_Exercise tasks_:
[1] In the chicken and rice recipe, what internal temperature should the chicken reach?
[2] Print the chicken and rice recipe from "Season the chicken" to "finish cooking later).".
[3] Name every ingredient that Step 5 of the chicken and rice recipe says to stir in.

_Given passage_:
Heat the olive oil in a large, deep skillet or Dutch oven over medium heat.

Step 2

Season the chicken breasts with salt, black pepper, and a pinch of chili powder on both sides.

Step 3

Add the chicken to the skillet and sear for 3-4 minutes on each side until golden brown. Remove the chicken from the skillet and set aside (it will finish cooking later).

Step 4

In the same skillet, add the diced onion, red bell pepper, and garlic. Sauté for 3-4 minutes until softened and fragrant.

Step 5

Stir in the rice, chicken broth, fire-roasted diced tomatoes, black beans, corn, ground cumin, chili powder, and paprika. Mix until all ingredients are well combined.

Step 6

Nestle the seared chicken breasts back into the skillet on top of the rice mixture.

Step 7

Bring the mixture to a boil, then reduce the heat to low. Cover and simmer for 20-25 minutes, or until the rice is tender and the chicken is fully cooked through (internal temperature should reach 165°F).

_Information given_:
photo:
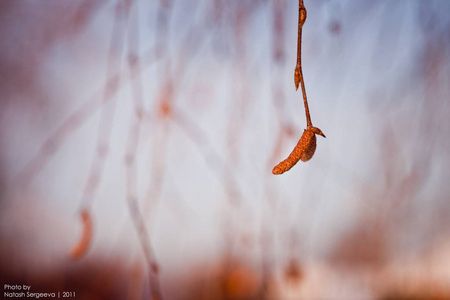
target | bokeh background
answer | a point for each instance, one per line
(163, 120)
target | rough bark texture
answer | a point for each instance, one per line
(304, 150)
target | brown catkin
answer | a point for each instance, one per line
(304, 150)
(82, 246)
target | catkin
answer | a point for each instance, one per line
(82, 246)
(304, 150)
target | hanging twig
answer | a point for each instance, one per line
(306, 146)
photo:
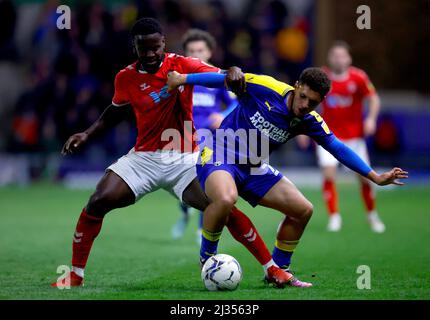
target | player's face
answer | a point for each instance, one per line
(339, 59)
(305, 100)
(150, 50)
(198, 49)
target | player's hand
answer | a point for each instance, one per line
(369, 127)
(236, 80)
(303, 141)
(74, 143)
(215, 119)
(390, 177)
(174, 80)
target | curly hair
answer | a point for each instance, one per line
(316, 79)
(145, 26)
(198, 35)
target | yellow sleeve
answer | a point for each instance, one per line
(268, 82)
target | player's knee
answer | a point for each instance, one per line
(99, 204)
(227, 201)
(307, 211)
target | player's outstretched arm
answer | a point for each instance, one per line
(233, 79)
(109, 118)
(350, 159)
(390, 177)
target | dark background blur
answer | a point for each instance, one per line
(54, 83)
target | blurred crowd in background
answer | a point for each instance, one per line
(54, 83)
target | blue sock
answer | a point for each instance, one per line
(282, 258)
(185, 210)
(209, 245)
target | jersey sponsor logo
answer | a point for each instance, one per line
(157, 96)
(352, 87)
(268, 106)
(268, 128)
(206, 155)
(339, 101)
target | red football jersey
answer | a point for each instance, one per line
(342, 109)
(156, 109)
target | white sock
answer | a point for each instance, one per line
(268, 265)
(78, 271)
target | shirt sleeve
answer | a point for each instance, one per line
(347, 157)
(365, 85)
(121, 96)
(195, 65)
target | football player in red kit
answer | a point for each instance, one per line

---

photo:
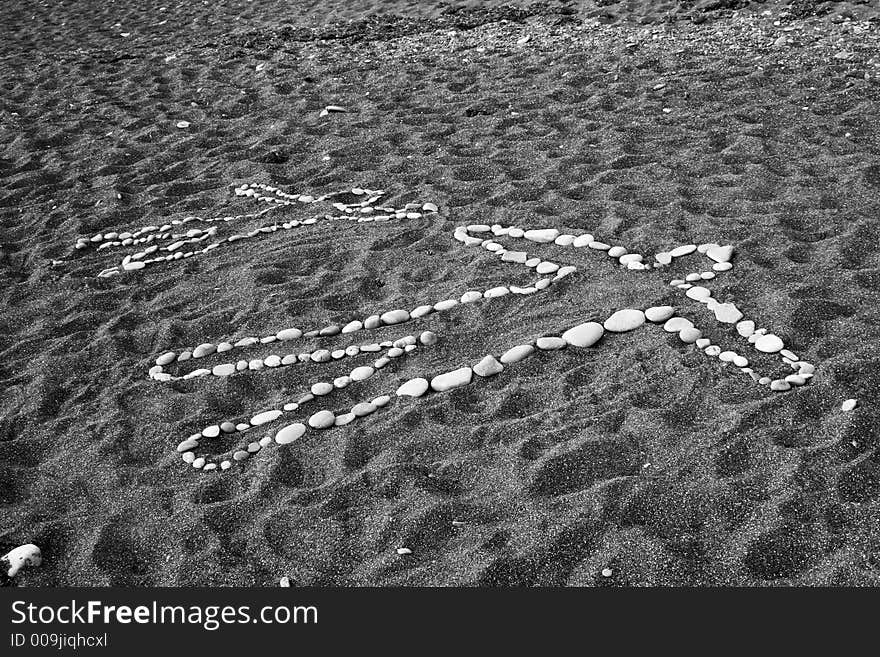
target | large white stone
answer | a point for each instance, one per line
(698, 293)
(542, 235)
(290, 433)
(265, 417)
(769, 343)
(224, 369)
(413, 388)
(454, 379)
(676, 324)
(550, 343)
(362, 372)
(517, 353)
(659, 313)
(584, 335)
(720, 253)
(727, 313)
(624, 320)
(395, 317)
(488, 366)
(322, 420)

* * *

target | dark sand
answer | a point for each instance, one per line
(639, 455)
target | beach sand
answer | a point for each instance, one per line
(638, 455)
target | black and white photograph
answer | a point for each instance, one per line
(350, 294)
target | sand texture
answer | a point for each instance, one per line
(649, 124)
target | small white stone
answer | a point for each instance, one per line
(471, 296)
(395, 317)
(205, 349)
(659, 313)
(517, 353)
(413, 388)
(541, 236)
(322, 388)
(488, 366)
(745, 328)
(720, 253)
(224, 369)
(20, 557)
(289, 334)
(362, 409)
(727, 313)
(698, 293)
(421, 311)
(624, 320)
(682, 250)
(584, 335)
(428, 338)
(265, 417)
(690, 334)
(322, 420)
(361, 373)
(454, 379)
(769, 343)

_Completed exercise_:
[1] 165°F

[2]
Season the chicken breasts with salt, black pepper, and a pinch of chili powder on both sides.

Step 3

Add the chicken to the skillet and sear for 3-4 minutes on each side until golden brown. Remove the chicken from the skillet and set aside (it will finish cooking later).

[3] rice, chicken broth, fire-roasted diced tomatoes, black beans, corn, ground cumin, chili powder, paprika